ИСХОДНЫЙ ТЕКСТ:
※

Именно таким желанием иметь рядом спутников, в лице художников прошлого, объясняется и консерватизм Бальзака: он считал, что демократизм и поспешность приводят к тому, что все начинают задевать друг друга и нуждаться друг в друге, вместо того, чтобы просто гостить в мире чужих доброжелательных мыслей. Когда неожиданно для многих современников Бальзак предпочитал простодушного Фенимора Купера философичному Вальтеру Скотту, он так и говорил, что у Скотта все толпятся как в светском собрании, где обмен остротами не отличишь от обмена мыслями, тогда как Купер может поразить воображение так, что мы верим в то, что и мы тоже умеем поражаться и поражать. Учитывая, что задушевным собеседником Купера был Сэмюэл Морзе, которого тогда знали не как изобретателя точки-тире, а как выдающегося портретиста, вывод Бальзака делается оправдан: он просто предпочитал портретистов баталистам. По его мнению, Скотт не знал меры в изображении сцен, не понимая, что литература – не театр, чтобы разыгрывать без перебою военные и мирные интерлюдии, тогда как Купер умеет так увлечься повествованием, что забывает его режиссировать – и в этом его сила. Поистине, как и для Пушкина, для Бальзака поэзия должна быть глуповата.
Бальзак, разумеется, всегда подробно обсуждает отношения между живописцем и публикой. Разделение между ними – вовсе не зияние между профессионализмом и дилетантизмом, как это было у других критиков. Толпа не сразу воспринимает мастера, потому что она смотрит оценивающим взглядом, она ни с чем не обращается к художнику и не способна разгадать его мысль, просто потому что разучилась что-либо разгадывать. Конечно, толпа может превратиться в самую достойную аудиторию хотя бы из-за того, что нет людей, не любящих загадки и разгадки, но слишком часто в толпе тон начинают задавать насмешники – невежливо затыкать уши от их скверных слов, и они поэтому чувствуют себя так самоуверенно.

※

ИСХОДНЫЕ ДАННЫЕ:
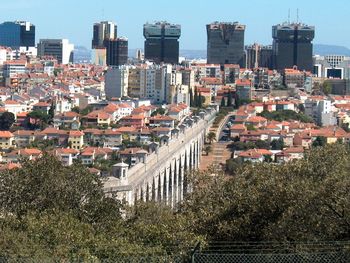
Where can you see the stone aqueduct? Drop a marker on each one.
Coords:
(162, 176)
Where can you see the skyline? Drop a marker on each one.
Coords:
(74, 20)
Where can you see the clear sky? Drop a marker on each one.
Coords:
(73, 19)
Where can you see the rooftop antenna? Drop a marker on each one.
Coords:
(288, 15)
(297, 15)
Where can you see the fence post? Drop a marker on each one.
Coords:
(196, 248)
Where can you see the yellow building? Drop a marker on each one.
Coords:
(76, 139)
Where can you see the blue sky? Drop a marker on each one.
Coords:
(73, 19)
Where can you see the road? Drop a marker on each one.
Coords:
(220, 153)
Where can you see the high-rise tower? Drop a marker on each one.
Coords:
(17, 34)
(161, 44)
(292, 46)
(225, 43)
(102, 31)
(107, 48)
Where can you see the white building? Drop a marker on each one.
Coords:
(116, 81)
(60, 49)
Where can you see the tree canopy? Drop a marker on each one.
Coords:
(52, 211)
(6, 120)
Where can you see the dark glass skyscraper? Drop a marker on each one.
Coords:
(225, 43)
(17, 34)
(117, 51)
(161, 44)
(258, 56)
(102, 31)
(292, 46)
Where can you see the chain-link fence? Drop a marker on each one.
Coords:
(223, 252)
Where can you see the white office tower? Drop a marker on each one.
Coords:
(116, 82)
(60, 49)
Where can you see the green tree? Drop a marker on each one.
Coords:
(265, 202)
(319, 141)
(301, 108)
(51, 112)
(207, 149)
(195, 98)
(326, 87)
(191, 98)
(52, 186)
(201, 100)
(86, 110)
(6, 120)
(233, 165)
(277, 144)
(76, 109)
(222, 104)
(250, 127)
(229, 99)
(158, 111)
(211, 137)
(41, 118)
(260, 144)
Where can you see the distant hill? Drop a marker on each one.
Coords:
(321, 49)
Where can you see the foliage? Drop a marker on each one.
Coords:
(285, 115)
(86, 110)
(208, 149)
(49, 211)
(222, 104)
(301, 108)
(201, 100)
(250, 127)
(345, 127)
(303, 200)
(326, 87)
(6, 120)
(47, 144)
(229, 99)
(76, 109)
(211, 136)
(319, 141)
(51, 111)
(158, 111)
(277, 144)
(41, 119)
(191, 98)
(233, 165)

※

ЗАДАНИЕ 1:
Перескажите короче абзац текста о Бальзаке, который начинается словами «Бальзак, разумеется, всегда подробно обсуждает». Сохраните его основные мысли.
ЗАДАНИЕ 2:
Продолжите текст о взглядах Бальзака на искусство, начиная сразу после его последнего предложения.

РЕЗУЛЬТАТ 1:
Бальзак подробно рассматривает отношения живописца и публики. В отличие от других критиков, он не видит в разрыве между ними противостояния профессионала и дилетанта. Толпа не сразу принимает мастера. Она смотрит оценивающим взглядом, ни с чем к художнику не обращается и не может разгадать его мысль, потому что разучилась разгадывать. Толпа могла бы стать самой достойной аудиторией, ведь загадки и разгадки любят все. Но слишком часто тон в ней задают насмешники. Затыкать уши от их скверных слов невежливо, поэтому они так самоуверенны.

РЕЗУЛЬТАТ 2:
Художник для Бальзака – священник особой эстетической религии, исходящей не из спасения человечества, а из его чести и достоинства. Для нас слова про «совесть эпохи» после Льва Толстого – уже клише, причем лишенное прямого смысла; тогда как во времена Бальзака такое рассуждение обладало неодолимой новизной. Художник потому верит в себя, что в нем общество вспоминает о своих задачах, – о том, сколько нерешенного вокруг и сколько решительности потребуется для исправления существующего прискорбного положения, – а художник своим гневом напоминает только об этом.
Как критик расхожих представлений о театральности, Бальзак пересматривает привычные суждения об «эффектах». Раньше этим словом называлось логическое следствие; Бальзак же впервые употребляет термин в значении, к которому восходят нынешние «эффектности» и «спецэффекты». Будучи весьма консервативен по своим вкусам, Бальзак невольно прославляет эффект как единственную возможность оглядеться, остановиться. Представим, например, комнату. Если все нам в ней знакомо и ничего не удивляет, то ничто нас не остановит, и наш характер даже останется неочевиден.
1
Зенкин С. Н. Натурщица и шедевр (Бальзак и его продолжатели) // Studia Litterarum, 2018, т. 3, № 1.